§ **YOUR GOAL**
Express the items as a two-column CSV with the headers "query" and "result", starting at the beginning of the items and ending at the line containing "200], [526, 197]]]". Give one row per item, putting its text in "query" and its answer in "result", each wrapped in one quoted field with line breaks turned into spaces.

§ **DATASET ROWS**
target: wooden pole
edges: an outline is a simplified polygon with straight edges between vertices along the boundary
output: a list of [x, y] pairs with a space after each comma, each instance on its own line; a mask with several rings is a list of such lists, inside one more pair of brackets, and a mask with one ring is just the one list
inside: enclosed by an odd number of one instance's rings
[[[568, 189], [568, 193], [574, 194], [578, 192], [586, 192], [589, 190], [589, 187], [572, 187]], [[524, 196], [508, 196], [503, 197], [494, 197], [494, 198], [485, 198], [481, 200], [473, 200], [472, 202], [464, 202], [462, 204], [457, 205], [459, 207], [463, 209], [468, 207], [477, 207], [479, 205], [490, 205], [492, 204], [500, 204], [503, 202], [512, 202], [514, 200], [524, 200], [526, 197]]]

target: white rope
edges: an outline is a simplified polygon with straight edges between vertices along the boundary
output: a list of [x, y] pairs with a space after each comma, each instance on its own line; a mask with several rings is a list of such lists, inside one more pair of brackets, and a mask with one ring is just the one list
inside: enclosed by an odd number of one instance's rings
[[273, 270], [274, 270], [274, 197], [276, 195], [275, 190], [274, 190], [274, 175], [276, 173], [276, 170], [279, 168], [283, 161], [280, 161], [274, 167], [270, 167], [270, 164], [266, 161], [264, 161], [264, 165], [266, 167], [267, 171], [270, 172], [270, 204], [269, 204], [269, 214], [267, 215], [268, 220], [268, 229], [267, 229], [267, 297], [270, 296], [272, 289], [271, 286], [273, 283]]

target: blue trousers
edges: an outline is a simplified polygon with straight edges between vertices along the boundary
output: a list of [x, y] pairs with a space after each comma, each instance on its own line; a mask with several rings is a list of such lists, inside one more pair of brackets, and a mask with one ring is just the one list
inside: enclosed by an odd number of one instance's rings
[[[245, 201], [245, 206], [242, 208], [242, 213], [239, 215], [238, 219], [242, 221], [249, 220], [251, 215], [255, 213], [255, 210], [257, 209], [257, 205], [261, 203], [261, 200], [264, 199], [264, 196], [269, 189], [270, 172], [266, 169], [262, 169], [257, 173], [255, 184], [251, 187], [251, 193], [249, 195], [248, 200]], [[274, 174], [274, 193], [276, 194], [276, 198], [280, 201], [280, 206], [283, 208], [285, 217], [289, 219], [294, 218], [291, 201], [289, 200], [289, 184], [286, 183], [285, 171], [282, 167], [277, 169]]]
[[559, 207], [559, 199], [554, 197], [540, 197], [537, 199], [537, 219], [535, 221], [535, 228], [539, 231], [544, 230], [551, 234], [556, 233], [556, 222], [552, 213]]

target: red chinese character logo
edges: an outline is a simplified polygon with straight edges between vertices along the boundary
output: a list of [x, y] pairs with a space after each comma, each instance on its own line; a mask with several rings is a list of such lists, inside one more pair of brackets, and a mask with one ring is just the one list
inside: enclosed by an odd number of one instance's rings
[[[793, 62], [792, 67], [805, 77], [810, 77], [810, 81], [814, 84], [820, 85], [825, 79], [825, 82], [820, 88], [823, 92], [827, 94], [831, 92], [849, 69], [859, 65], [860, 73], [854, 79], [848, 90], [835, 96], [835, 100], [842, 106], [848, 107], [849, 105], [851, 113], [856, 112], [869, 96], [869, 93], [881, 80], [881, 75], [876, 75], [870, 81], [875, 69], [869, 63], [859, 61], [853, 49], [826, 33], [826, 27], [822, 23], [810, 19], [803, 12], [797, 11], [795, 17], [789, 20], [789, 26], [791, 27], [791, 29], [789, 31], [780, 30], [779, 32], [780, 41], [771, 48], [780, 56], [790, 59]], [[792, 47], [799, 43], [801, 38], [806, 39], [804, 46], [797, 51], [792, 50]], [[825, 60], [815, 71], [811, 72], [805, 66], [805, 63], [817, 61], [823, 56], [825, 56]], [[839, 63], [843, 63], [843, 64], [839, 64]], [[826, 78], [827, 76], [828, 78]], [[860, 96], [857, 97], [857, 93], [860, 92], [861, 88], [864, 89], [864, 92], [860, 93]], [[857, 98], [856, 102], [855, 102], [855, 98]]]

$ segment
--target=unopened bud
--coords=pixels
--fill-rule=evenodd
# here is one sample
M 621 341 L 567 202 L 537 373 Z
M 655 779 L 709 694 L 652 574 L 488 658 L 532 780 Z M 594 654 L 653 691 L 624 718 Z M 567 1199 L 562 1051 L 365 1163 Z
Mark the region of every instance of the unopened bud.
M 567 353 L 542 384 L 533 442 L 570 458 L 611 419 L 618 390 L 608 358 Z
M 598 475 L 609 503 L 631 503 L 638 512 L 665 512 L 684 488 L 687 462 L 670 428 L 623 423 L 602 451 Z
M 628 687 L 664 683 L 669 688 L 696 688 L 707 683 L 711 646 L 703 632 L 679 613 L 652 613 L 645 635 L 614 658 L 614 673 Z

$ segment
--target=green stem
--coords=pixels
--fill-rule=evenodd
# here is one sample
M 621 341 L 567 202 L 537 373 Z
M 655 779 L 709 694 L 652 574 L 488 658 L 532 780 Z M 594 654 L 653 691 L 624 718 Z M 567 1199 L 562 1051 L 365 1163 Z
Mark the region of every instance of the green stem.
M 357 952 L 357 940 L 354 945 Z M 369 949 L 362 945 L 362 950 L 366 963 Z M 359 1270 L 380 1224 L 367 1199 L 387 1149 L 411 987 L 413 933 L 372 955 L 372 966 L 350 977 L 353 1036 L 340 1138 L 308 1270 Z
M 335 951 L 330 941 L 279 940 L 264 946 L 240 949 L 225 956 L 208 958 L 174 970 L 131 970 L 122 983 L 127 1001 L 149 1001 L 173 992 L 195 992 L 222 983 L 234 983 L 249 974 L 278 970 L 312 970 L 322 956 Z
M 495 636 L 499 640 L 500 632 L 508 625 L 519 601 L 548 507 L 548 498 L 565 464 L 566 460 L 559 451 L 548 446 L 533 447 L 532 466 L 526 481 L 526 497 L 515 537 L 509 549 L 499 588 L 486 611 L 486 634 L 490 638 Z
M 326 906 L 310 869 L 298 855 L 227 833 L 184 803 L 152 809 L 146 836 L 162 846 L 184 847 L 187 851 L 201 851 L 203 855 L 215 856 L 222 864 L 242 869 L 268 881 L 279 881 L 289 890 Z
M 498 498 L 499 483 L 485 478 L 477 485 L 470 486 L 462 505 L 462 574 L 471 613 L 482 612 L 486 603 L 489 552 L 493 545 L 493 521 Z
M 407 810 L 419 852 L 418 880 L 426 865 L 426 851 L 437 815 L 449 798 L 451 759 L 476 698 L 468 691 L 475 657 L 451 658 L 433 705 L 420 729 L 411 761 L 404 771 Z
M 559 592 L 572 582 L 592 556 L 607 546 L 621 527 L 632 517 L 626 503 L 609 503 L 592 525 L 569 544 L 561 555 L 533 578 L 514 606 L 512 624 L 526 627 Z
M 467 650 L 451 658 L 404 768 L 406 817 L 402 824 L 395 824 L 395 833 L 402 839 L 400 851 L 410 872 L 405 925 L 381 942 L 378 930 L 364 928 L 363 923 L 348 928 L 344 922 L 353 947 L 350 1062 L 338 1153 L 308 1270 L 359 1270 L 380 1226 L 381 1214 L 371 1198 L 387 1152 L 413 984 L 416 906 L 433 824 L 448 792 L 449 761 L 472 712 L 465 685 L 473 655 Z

§ **FULL SOLUTION**
query,result
"target: wooden pole edges: an outline is a simplified polygon with straight edges between vertices along the boundary output: a list of [x, y] pairs with a space after each comma, each instance on its own line; a mask with several rings is a list of such lists, inside one more pair of brackets, and a mask with one ring is just the one list inside: enclosed by an odd number of one instance's rings","[[[568, 189], [568, 193], [574, 194], [578, 192], [586, 192], [589, 190], [589, 187], [572, 187]], [[524, 196], [508, 196], [503, 197], [494, 197], [494, 198], [485, 198], [481, 200], [473, 200], [472, 202], [464, 202], [462, 204], [457, 205], [459, 207], [463, 209], [468, 207], [477, 207], [479, 205], [490, 205], [492, 204], [500, 204], [503, 202], [512, 202], [514, 200], [524, 200], [526, 197]]]"